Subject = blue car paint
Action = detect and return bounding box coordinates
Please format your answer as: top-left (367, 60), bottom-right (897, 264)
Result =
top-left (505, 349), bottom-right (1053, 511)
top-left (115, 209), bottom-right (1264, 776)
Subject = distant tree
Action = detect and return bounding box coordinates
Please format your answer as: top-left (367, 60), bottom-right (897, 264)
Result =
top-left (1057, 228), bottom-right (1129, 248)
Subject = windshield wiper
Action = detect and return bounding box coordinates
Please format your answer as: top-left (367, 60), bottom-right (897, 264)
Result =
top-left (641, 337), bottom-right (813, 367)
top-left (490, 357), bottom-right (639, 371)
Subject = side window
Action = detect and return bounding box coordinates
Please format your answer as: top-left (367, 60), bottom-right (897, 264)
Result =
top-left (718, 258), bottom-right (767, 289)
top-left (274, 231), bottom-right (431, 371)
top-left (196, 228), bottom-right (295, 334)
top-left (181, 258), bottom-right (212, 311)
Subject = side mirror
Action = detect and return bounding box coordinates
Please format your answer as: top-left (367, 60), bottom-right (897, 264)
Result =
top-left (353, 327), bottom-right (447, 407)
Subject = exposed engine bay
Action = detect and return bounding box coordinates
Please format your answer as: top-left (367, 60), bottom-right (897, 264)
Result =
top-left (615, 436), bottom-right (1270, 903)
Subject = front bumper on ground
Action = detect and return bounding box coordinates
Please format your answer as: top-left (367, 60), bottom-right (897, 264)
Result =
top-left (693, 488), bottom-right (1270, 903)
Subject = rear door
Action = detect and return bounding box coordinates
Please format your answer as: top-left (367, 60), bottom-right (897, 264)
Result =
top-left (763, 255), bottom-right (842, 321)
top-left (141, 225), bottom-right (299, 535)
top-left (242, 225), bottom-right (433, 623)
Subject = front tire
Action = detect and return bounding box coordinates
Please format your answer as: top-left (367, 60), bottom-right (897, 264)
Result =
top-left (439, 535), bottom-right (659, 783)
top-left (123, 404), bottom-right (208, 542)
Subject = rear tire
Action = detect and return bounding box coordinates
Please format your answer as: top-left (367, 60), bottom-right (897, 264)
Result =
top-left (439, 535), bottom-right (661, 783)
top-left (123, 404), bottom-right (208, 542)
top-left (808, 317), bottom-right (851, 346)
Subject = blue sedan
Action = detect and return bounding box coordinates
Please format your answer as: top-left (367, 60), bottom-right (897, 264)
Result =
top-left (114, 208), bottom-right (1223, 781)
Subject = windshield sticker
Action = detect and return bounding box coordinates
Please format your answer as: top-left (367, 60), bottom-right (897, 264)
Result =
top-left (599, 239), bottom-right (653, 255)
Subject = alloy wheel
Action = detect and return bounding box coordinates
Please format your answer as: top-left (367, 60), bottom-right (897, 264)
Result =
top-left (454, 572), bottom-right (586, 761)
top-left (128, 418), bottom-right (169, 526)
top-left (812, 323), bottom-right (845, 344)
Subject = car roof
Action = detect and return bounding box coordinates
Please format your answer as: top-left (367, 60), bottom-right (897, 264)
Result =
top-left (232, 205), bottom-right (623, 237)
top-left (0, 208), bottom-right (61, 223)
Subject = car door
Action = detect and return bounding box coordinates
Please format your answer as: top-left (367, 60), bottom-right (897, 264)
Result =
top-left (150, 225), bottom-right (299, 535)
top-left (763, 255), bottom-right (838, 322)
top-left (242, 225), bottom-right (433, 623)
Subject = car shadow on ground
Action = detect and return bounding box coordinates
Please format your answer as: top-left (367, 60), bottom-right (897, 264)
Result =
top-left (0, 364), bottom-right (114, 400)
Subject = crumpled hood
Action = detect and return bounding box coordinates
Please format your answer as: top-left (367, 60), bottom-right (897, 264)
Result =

== == ==

» **Task details**: Rewrite the items from the start through the line containing "top-left (115, 209), bottom-right (1264, 776)", replacing "blue" with "red" and leaving everything else unchanged.

» **Task answer**:
Subject = red car paint
Action = detect and return bounding box coordinates
Please format your answer as: top-left (367, 60), bottom-right (897, 264)
Result =
top-left (505, 349), bottom-right (1053, 511)
top-left (115, 209), bottom-right (1264, 776)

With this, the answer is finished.